What is asked. Write out the lines of the records below, copying them exactly, from the line containing "Each instance of the shadow" through the line containing "[[148, 134], [204, 87], [118, 126], [233, 129], [105, 115]]", both included.

Object pointing dataset rows:

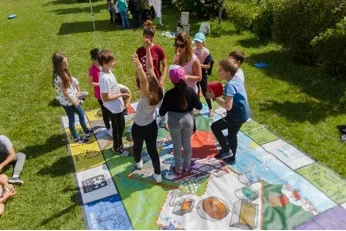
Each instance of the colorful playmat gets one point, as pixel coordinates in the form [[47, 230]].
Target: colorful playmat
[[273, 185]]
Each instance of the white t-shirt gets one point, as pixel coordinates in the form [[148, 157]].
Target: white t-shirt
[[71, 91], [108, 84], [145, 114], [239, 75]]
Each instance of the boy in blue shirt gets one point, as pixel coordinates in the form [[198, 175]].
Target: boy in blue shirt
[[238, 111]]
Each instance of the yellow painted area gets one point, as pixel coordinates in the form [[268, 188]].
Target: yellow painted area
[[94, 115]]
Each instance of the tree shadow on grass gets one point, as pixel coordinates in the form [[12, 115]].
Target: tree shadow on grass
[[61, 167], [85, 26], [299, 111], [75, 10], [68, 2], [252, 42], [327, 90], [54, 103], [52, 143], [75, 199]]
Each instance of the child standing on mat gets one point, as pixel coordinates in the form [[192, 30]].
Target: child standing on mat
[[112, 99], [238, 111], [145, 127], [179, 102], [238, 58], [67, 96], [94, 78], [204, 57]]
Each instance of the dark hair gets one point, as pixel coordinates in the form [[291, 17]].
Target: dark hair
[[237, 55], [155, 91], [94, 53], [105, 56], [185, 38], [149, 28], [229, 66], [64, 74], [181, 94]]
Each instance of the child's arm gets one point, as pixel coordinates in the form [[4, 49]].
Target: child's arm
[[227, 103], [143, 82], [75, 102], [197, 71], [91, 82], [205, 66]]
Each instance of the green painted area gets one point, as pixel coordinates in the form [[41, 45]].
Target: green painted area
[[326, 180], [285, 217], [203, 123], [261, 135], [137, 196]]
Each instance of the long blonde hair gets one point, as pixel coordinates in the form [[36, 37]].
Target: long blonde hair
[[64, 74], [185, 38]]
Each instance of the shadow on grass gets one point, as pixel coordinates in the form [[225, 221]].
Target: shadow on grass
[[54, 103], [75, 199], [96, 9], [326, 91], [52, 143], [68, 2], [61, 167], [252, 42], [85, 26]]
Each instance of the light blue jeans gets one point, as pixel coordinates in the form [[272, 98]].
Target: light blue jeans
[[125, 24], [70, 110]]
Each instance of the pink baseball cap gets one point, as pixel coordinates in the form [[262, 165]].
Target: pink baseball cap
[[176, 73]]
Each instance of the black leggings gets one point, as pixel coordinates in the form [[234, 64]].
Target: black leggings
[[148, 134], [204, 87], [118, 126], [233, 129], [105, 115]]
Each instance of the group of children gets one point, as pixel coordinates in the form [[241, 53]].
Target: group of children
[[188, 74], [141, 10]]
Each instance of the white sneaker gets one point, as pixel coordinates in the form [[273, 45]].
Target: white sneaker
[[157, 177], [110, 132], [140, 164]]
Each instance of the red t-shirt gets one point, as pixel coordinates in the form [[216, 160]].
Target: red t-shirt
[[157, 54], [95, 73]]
--
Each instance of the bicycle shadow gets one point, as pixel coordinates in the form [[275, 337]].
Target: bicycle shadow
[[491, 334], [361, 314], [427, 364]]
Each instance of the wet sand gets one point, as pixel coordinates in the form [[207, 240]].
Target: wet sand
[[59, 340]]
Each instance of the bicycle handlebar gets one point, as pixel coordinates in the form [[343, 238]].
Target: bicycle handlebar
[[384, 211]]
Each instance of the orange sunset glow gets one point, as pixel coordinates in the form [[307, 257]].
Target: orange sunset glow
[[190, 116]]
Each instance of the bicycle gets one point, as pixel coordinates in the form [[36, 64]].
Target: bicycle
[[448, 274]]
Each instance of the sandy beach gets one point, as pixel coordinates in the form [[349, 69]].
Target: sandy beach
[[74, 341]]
* * *
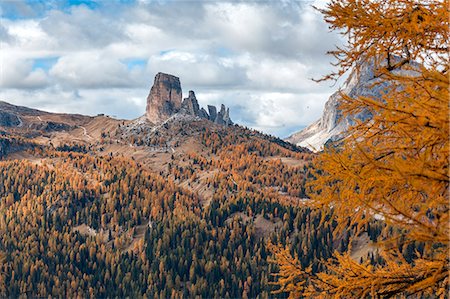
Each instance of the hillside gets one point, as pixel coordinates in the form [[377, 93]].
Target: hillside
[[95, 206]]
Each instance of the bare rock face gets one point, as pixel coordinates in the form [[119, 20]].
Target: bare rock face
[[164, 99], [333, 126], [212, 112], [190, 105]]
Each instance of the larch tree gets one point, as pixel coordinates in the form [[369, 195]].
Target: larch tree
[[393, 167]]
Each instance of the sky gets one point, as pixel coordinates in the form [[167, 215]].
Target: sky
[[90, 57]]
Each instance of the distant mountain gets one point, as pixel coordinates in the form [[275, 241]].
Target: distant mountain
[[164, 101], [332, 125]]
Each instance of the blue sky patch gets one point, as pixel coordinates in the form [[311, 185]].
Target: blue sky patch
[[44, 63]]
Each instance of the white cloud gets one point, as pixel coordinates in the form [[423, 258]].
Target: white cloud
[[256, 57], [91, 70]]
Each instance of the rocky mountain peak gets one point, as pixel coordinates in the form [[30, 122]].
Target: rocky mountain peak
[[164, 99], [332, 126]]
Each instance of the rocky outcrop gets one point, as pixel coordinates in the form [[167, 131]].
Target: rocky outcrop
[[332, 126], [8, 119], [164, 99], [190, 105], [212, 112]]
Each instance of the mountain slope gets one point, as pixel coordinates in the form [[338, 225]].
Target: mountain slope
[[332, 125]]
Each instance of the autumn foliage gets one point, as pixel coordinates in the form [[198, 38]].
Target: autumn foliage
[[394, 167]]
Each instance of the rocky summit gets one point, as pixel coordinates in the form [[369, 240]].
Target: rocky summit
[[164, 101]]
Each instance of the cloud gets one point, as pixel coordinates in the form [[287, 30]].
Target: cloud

Finished answer.
Each instance of the shadow on grass gets one point, as pixel coordinates in the form [[225, 221]].
Target: shadow on grass
[[54, 103], [75, 199], [96, 9], [326, 91], [52, 143], [68, 2], [61, 167], [252, 42], [85, 26]]
Each instance of the light blue jeans gets one point, as pixel coordinates in the form [[272, 98]].
Target: light blue jeans
[[125, 24], [70, 110]]
Each instance of the pink baseball cap gets one point, as pixel coordinates in the form [[262, 165]].
Target: pink baseball cap
[[176, 73]]
Each instance of the black leggings gets one point, as pixel coordinates in the form [[234, 64]].
Target: black leggings
[[148, 134], [204, 87], [118, 126], [233, 129], [105, 115]]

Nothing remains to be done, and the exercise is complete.